— Provided data —

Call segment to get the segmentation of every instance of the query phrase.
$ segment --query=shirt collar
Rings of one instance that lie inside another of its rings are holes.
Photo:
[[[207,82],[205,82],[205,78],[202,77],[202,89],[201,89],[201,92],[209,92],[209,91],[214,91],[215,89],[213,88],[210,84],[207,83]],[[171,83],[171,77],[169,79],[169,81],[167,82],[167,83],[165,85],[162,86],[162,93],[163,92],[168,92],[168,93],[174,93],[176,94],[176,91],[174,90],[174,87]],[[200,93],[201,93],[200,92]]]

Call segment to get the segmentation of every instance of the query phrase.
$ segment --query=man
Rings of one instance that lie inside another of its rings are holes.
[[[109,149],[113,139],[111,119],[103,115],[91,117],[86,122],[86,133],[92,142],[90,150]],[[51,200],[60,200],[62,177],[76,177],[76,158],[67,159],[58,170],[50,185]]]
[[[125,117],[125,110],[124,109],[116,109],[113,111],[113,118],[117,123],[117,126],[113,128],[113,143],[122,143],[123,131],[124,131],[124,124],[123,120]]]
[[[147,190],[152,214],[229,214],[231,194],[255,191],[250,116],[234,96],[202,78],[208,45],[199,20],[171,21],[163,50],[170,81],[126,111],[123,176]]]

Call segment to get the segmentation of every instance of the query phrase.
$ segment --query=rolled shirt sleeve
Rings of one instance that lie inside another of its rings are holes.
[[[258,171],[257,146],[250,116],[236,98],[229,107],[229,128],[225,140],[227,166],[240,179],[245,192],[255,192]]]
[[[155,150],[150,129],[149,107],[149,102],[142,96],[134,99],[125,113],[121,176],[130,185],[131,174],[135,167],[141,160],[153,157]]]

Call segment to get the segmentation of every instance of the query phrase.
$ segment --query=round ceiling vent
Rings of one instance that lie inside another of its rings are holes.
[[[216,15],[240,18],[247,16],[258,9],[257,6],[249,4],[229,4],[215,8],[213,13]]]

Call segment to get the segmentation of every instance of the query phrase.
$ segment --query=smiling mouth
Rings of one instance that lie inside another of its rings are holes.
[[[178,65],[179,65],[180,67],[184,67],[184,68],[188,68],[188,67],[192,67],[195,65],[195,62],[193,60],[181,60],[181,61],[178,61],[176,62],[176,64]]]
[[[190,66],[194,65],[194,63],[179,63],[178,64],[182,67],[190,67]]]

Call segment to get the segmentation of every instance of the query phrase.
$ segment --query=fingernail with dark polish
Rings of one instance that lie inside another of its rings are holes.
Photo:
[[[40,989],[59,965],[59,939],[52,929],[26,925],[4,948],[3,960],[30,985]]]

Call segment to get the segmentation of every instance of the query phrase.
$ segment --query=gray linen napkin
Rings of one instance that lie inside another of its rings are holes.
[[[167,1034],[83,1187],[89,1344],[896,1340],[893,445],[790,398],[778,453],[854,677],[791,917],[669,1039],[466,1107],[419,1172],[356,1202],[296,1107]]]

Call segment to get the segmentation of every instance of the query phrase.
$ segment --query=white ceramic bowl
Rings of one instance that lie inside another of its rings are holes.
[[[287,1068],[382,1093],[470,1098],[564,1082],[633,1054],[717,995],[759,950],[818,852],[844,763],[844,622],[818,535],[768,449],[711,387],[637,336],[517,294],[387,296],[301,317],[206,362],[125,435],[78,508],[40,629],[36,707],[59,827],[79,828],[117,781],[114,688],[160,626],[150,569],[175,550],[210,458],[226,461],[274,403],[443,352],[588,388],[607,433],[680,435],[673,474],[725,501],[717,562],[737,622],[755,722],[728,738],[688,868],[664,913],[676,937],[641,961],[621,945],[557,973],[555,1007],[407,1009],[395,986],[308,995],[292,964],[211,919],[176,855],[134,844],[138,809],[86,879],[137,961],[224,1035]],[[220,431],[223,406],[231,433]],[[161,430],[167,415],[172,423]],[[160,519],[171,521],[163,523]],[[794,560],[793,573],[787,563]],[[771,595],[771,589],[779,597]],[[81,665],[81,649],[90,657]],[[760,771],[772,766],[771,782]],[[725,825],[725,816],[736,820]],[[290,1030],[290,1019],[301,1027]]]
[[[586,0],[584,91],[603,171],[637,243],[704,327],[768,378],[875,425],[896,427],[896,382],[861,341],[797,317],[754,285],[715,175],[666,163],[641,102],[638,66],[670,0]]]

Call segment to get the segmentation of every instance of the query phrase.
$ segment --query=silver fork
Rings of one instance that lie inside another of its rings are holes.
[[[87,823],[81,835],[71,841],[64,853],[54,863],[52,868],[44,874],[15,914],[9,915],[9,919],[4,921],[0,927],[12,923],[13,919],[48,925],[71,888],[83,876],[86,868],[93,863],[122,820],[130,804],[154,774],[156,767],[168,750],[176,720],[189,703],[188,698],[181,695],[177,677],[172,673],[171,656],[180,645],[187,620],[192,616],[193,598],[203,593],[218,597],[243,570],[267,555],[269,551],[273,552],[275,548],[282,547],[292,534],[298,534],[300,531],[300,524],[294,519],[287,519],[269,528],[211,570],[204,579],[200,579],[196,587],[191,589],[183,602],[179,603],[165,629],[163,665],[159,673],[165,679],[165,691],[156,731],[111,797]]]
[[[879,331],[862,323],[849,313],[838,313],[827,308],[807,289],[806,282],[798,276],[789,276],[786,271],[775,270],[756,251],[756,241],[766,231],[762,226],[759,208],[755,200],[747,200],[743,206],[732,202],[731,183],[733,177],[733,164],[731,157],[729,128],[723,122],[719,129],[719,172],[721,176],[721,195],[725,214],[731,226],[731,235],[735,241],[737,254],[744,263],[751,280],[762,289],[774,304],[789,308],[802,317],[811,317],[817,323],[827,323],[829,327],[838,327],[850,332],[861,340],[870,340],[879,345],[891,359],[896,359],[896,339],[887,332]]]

— Directive —
List every line in the material above that contains the string "shirt".

— The answer —
$ segment --query=shirt collar
$ segment --query=rolled shirt sleeve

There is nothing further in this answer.